WHAT THIS TASK INVOLVES |
Below, find each line holding "green" and state how many there are, using the number alone.

SOURCE MATERIAL |
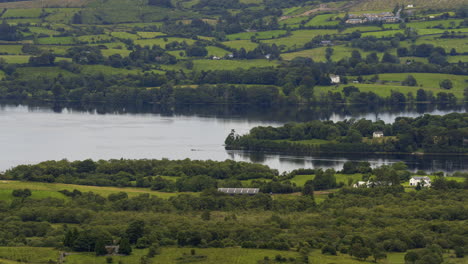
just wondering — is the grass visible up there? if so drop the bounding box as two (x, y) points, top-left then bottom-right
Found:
(192, 59), (277, 71)
(206, 46), (230, 57)
(111, 31), (140, 40)
(261, 29), (338, 50)
(137, 31), (166, 39)
(0, 55), (30, 63)
(0, 70), (5, 79)
(4, 18), (41, 25)
(448, 55), (468, 63)
(413, 36), (468, 53)
(226, 30), (287, 41)
(0, 180), (185, 201)
(28, 27), (61, 36)
(1, 8), (42, 18)
(282, 45), (382, 62)
(314, 73), (467, 99)
(101, 48), (132, 57)
(305, 14), (342, 27)
(0, 247), (59, 263)
(134, 37), (196, 48)
(341, 26), (382, 34)
(279, 16), (310, 26)
(0, 44), (23, 54)
(16, 67), (74, 78)
(406, 19), (463, 29)
(222, 40), (258, 51)
(37, 36), (75, 45)
(289, 174), (363, 187)
(77, 34), (113, 43)
(361, 30), (404, 37)
(44, 8), (80, 23)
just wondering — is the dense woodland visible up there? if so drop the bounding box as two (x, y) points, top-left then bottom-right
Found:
(225, 113), (468, 154)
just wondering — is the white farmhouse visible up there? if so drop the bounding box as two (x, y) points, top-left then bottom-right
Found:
(330, 75), (340, 84)
(373, 131), (384, 138)
(407, 4), (414, 8)
(409, 176), (431, 187)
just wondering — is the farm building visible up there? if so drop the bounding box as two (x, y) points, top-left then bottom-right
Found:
(373, 131), (384, 138)
(218, 188), (259, 195)
(346, 18), (365, 24)
(353, 181), (392, 188)
(409, 176), (431, 187)
(330, 74), (340, 84)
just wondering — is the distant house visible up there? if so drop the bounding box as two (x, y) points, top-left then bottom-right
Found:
(330, 75), (340, 84)
(353, 181), (392, 188)
(407, 4), (414, 8)
(105, 245), (119, 255)
(383, 16), (400, 23)
(409, 176), (431, 187)
(320, 40), (332, 46)
(212, 56), (220, 60)
(373, 131), (384, 138)
(218, 188), (259, 195)
(346, 18), (364, 24)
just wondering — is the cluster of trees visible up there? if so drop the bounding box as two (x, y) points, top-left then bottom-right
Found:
(225, 113), (468, 154)
(0, 173), (466, 262)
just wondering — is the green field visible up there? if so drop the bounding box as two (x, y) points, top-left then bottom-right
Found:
(305, 14), (342, 27)
(341, 26), (382, 34)
(136, 31), (166, 38)
(406, 19), (464, 29)
(205, 46), (230, 57)
(282, 45), (381, 62)
(1, 8), (42, 18)
(134, 37), (196, 48)
(279, 16), (310, 26)
(0, 55), (30, 63)
(261, 29), (338, 50)
(28, 27), (61, 36)
(37, 36), (75, 45)
(44, 8), (80, 23)
(16, 66), (75, 78)
(414, 36), (468, 53)
(192, 59), (277, 71)
(0, 247), (59, 263)
(0, 180), (183, 201)
(289, 173), (363, 187)
(315, 72), (467, 99)
(0, 70), (5, 79)
(226, 30), (287, 41)
(0, 44), (23, 54)
(111, 31), (140, 40)
(222, 40), (258, 51)
(361, 30), (404, 37)
(77, 34), (113, 43)
(101, 48), (132, 57)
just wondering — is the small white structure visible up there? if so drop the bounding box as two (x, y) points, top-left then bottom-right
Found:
(373, 131), (384, 138)
(330, 75), (340, 84)
(353, 181), (392, 188)
(407, 4), (414, 8)
(212, 56), (220, 60)
(265, 54), (271, 60)
(409, 176), (431, 187)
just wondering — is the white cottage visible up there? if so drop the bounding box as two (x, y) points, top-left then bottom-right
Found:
(373, 131), (384, 138)
(330, 75), (340, 84)
(409, 176), (431, 187)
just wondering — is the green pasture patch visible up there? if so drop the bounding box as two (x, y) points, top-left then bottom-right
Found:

SOLUTION FOR THIS TASK |
2